Return the material exactly as supplied, apart from the pictures, which are omitted.

____________________

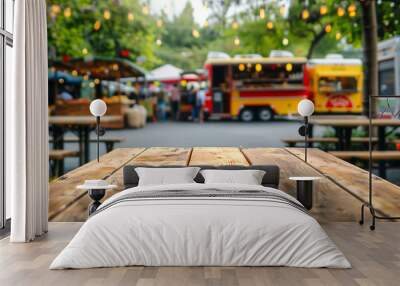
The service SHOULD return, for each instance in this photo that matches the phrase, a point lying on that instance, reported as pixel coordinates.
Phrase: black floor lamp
(98, 108)
(369, 204)
(305, 109)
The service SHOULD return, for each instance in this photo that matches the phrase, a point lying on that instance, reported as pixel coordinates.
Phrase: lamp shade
(98, 108)
(305, 107)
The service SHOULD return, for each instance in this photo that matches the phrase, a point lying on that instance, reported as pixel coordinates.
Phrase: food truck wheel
(247, 115)
(265, 114)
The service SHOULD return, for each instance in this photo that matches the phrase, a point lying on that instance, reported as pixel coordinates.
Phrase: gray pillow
(165, 176)
(248, 177)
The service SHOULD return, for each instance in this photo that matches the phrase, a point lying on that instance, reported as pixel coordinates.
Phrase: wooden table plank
(355, 180)
(163, 156)
(63, 192)
(152, 156)
(217, 156)
(331, 203)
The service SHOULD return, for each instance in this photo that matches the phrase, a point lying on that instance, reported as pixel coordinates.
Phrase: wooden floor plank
(355, 180)
(217, 156)
(375, 259)
(331, 203)
(152, 156)
(63, 192)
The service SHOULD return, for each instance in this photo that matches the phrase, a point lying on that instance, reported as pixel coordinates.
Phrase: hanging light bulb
(107, 14)
(67, 12)
(285, 41)
(328, 28)
(262, 13)
(323, 10)
(305, 14)
(352, 10)
(55, 9)
(341, 11)
(282, 10)
(145, 10)
(195, 33)
(97, 25)
(235, 25)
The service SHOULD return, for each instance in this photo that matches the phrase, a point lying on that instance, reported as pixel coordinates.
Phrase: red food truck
(253, 87)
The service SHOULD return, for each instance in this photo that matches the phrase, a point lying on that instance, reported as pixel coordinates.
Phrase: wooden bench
(58, 156)
(108, 141)
(293, 142)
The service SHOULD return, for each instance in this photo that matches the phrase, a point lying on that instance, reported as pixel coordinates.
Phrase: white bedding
(200, 231)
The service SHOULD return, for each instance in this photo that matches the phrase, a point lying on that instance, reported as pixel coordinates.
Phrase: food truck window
(285, 75)
(386, 78)
(337, 84)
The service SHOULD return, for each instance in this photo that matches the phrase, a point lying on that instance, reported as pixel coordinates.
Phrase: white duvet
(202, 232)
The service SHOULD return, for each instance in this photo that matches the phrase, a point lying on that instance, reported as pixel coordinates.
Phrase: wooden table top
(338, 195)
(81, 120)
(353, 122)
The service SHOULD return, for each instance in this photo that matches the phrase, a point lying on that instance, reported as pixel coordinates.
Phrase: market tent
(100, 68)
(166, 73)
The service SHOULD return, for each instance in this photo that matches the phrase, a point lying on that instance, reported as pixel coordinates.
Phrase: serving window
(337, 84)
(268, 76)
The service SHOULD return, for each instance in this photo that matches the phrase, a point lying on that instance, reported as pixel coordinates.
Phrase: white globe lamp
(98, 108)
(305, 109)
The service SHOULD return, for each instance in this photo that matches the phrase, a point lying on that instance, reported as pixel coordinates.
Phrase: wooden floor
(375, 257)
(337, 197)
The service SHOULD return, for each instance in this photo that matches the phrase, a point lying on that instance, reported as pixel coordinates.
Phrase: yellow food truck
(335, 84)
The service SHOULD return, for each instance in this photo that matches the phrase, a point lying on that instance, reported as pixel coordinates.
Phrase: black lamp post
(98, 108)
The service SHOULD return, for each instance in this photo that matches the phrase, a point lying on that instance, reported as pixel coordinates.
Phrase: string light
(262, 13)
(97, 25)
(235, 25)
(145, 10)
(341, 11)
(107, 14)
(328, 28)
(67, 12)
(323, 9)
(305, 14)
(285, 41)
(195, 33)
(352, 10)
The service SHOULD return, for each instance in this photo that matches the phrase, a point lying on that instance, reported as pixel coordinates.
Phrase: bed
(201, 224)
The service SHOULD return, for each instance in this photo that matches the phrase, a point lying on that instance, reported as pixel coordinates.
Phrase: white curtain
(27, 124)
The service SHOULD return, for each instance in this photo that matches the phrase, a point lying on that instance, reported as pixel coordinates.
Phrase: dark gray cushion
(270, 179)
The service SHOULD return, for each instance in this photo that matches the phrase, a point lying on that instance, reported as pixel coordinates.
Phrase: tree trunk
(370, 51)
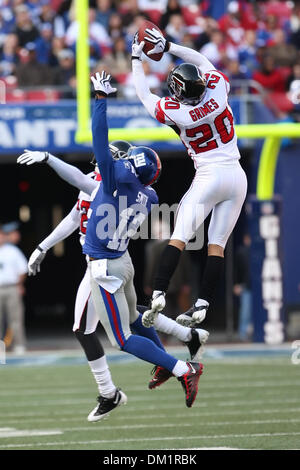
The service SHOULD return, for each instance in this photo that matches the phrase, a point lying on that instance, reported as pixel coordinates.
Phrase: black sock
(212, 274)
(167, 265)
(91, 345)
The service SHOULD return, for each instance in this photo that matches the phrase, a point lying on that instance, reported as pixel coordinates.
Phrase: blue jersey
(121, 203)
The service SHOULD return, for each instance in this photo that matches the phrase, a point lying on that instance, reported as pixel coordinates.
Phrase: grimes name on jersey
(201, 111)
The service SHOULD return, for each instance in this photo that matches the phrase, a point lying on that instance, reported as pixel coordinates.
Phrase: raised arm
(191, 56)
(102, 153)
(67, 172)
(63, 230)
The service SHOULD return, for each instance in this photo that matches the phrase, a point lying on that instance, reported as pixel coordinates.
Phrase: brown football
(148, 45)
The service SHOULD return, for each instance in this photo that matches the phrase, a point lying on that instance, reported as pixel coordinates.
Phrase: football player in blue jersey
(120, 205)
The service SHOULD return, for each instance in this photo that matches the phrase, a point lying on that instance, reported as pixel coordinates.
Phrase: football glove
(137, 48)
(29, 157)
(102, 83)
(35, 260)
(158, 303)
(156, 38)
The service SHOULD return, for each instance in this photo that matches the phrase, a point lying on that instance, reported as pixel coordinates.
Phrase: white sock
(101, 373)
(180, 368)
(171, 327)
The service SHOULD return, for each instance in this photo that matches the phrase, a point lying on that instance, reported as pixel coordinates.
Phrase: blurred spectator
(5, 28)
(295, 75)
(8, 56)
(104, 11)
(119, 60)
(209, 25)
(65, 73)
(115, 26)
(231, 24)
(153, 8)
(25, 30)
(217, 51)
(13, 270)
(43, 45)
(30, 72)
(284, 54)
(234, 72)
(97, 32)
(269, 76)
(152, 81)
(242, 288)
(247, 53)
(273, 81)
(265, 32)
(47, 13)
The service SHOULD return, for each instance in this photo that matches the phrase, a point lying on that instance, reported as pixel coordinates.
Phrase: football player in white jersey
(199, 113)
(86, 319)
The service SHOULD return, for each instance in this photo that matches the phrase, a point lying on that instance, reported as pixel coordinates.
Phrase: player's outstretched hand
(137, 47)
(101, 82)
(155, 37)
(29, 157)
(35, 260)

____________________

- **THE REPLY**
The service SHOULD return, for each instance in this photo that matches the phrase, a point lying on that instance, reported as pixel coordinates.
Phrase: black floor lamp
(98, 108)
(369, 204)
(305, 109)
The service SHOULD return, for each instance in this photo that matches the phrase, a point lying on that instance, reported as pixel coordinates.
Phrase: lamp shade
(98, 108)
(305, 107)
The service SHOULD return, for each instance in this photo that matches the phrase, a point lying on that instance, reported as pixel coordinates.
Phrase: food truck wheel
(247, 115)
(265, 114)
The service SHOULD return, for each instance in this photo that matches the phrase, a point lying on that instance, reported as pixel coordinates.
Phrase: gray pillow
(165, 176)
(248, 177)
The service SHOULD return, for each instance in this photo that matches the phrase, a point lying on that instance, reported as pixel coordinates.
Phrase: wooden table plank
(355, 180)
(163, 156)
(63, 192)
(152, 156)
(217, 156)
(331, 203)
The service SHOULD return, for each instance in this photo that matches the phrase, a point lying on that instance, reported as pixel coordinates.
Phrase: wooden floor plank
(355, 180)
(217, 156)
(375, 259)
(331, 203)
(152, 156)
(63, 192)
The service SHOULD return, for each instance in this photo that matches the phrase, a point lying on that instance, reported as pixel coordinates.
Phrase: hanging light bulb
(107, 14)
(67, 12)
(285, 41)
(328, 28)
(262, 13)
(323, 10)
(305, 14)
(352, 10)
(55, 9)
(341, 11)
(282, 10)
(145, 10)
(195, 33)
(97, 25)
(235, 25)
The service SHOULD return, for each instance in this photo that matches the phrase, a point lying on that instance, reported as pixel coordinates.
Phrase: red food truck
(253, 87)
The service SHOULD return, for each instance in this photo that matches the phrase, a point lying on that instance, reported as pixel coordinates.
Phrase: wooden bench
(58, 156)
(108, 141)
(293, 142)
The service SHOULD return, for each instance in this photo that matches the phrase, a point lying on that instance, reported as pixel coordinates.
Phrase: white bedding
(200, 231)
The service SHOULD return, for each instance in this photo that matches the phrase, a point lying on that instance, reported as pixel coordinates.
Phrase: food truck window
(285, 75)
(386, 78)
(337, 84)
The service SHOULD return, for each instance in this photo that matches the phrase, a point lying on that instance, reported as pixel coordinates.
Phrase: white duvet
(202, 232)
The service SHOULD return, for each instance in this photo that matches the phrase, a point lying on that instance, reported as pixel coordinates.
Phrase: wooden table top
(338, 195)
(81, 120)
(353, 122)
The service SHOULD return, for each instance in this photo that matches the phrase, a point lying on that instance, reported as pixel coordinates.
Phrase: market tent
(100, 68)
(166, 73)
The service SHOULD return, for each instance in this photo that matches the phrase, a point lying on that instance, reported as pixel coordinates.
Phrase: serving window
(337, 84)
(268, 76)
The service SHOULD return, for each instance in this photo that matches the phrase, a point lying on that instance, reported as pixel coordinates.
Phrase: white globe lamp
(98, 108)
(305, 109)
The service SHOULD return, for each instance in this photo that matches the phrase, a point lying on that instance, reported as pixel coordinates.
Phrase: wooden floor
(375, 257)
(337, 197)
The service SHOULD return, for each instance in this photo that matches the phrase, a point lying on that instance, reported as pixel coordinates.
Phrase: yellow food truck
(335, 84)
The service SHOULD return, for each instance in this photo that matches the phrase, a point lying on that instance, reported as pixel coordinates.
Phrase: black lamp post
(98, 108)
The service SHOULD return, for each instance in this photo that matches the phrase, a point lying on that instance, reported as pixel coordinates.
Phrase: string light
(262, 13)
(97, 25)
(235, 25)
(145, 10)
(341, 11)
(107, 14)
(328, 28)
(67, 12)
(323, 9)
(305, 14)
(285, 41)
(195, 33)
(352, 10)
The service SHOULD return, for each instance in this photo that matches the phrase, a point lying on that instance, reported as pixel coordinates.
Phrase: bed
(201, 224)
The service SHOULD return, for each instance in this photo that matches the phrase, a point lying on that instance, reported as pixel coordinates.
Phrase: white curtain
(27, 124)
The service SHOULD return, for each instance in this photo that matches the phrase, a point lying on that instance, reported as pixel coordinates.
Phrase: dark gray cushion
(270, 179)
The service SHOULD return, for each instance in this photo that matches the phrase, a point lying on that instance, reported as pixel coordinates.
Phrase: tree trunk
(370, 51)
The service SHOULD return, for each instance in this photo that matches the phrase, a point lying on that instance, reported as pixel coordinates.
Phrase: black sock
(212, 274)
(167, 265)
(91, 345)
The service SHOULD return, for each instance in this photo that matches the phrase, a point lying on that instance, reported as pixel coordinates.
Phrase: blue jersey
(121, 203)
The service SHOULD return, for each instance in this photo that matches the phrase, a point lying on that instance, reported as pixel coordinates.
Phrase: grimes name on jersey
(201, 111)
The service SHOULD return, for each instance in this photo that matches the phrase, a point lying on that instance, reported as pixel coordinates.
Phrase: raised arm
(191, 56)
(102, 153)
(67, 172)
(63, 230)
The service SHOULD return, for each instance in this photo that matches the phrase, a point lying on that instance, reported as pixel coordinates.
Phrase: brown football
(148, 45)
The service SHOULD return, for each instance in this photo that matches the phrase, a point lying on that instance, reported as pixel coordinates.
Phrase: football player in blue jersey
(120, 205)
The service SHOULD return, for each instance in this photo that matches the phrase, a point lying on that instance, reported as pixel coordinates.
Phrase: football glove
(137, 48)
(29, 157)
(102, 83)
(35, 260)
(158, 303)
(156, 38)
The service SHOULD return, for each instance in this photo that matches the phrase, a point lying on that instance, reported as pixel coordinates.
Phrase: white sock
(101, 373)
(180, 368)
(171, 327)
The service SHOULD return, for each instance in this photo that matches the phrase, a point lying on that instance, reported as pixel coordinates.
Phrase: blurred spectator
(5, 28)
(295, 75)
(8, 56)
(104, 11)
(119, 60)
(209, 25)
(65, 73)
(115, 26)
(231, 24)
(153, 8)
(25, 30)
(217, 51)
(13, 270)
(43, 45)
(30, 72)
(284, 54)
(234, 72)
(97, 32)
(269, 76)
(152, 81)
(242, 288)
(247, 53)
(273, 81)
(265, 32)
(47, 13)
The service SHOULD return, for each instance in this photo that matches the phrase, a point lying on that instance, reported as pixel coordinates.
Phrase: football player in white jersey
(199, 113)
(86, 319)
The service SHOULD return, for each instance in this photo that matches the phrase, a point lying on that instance, reported as pixel coordinates.
Phrase: player's outstretched hand
(137, 47)
(101, 82)
(155, 37)
(29, 157)
(35, 260)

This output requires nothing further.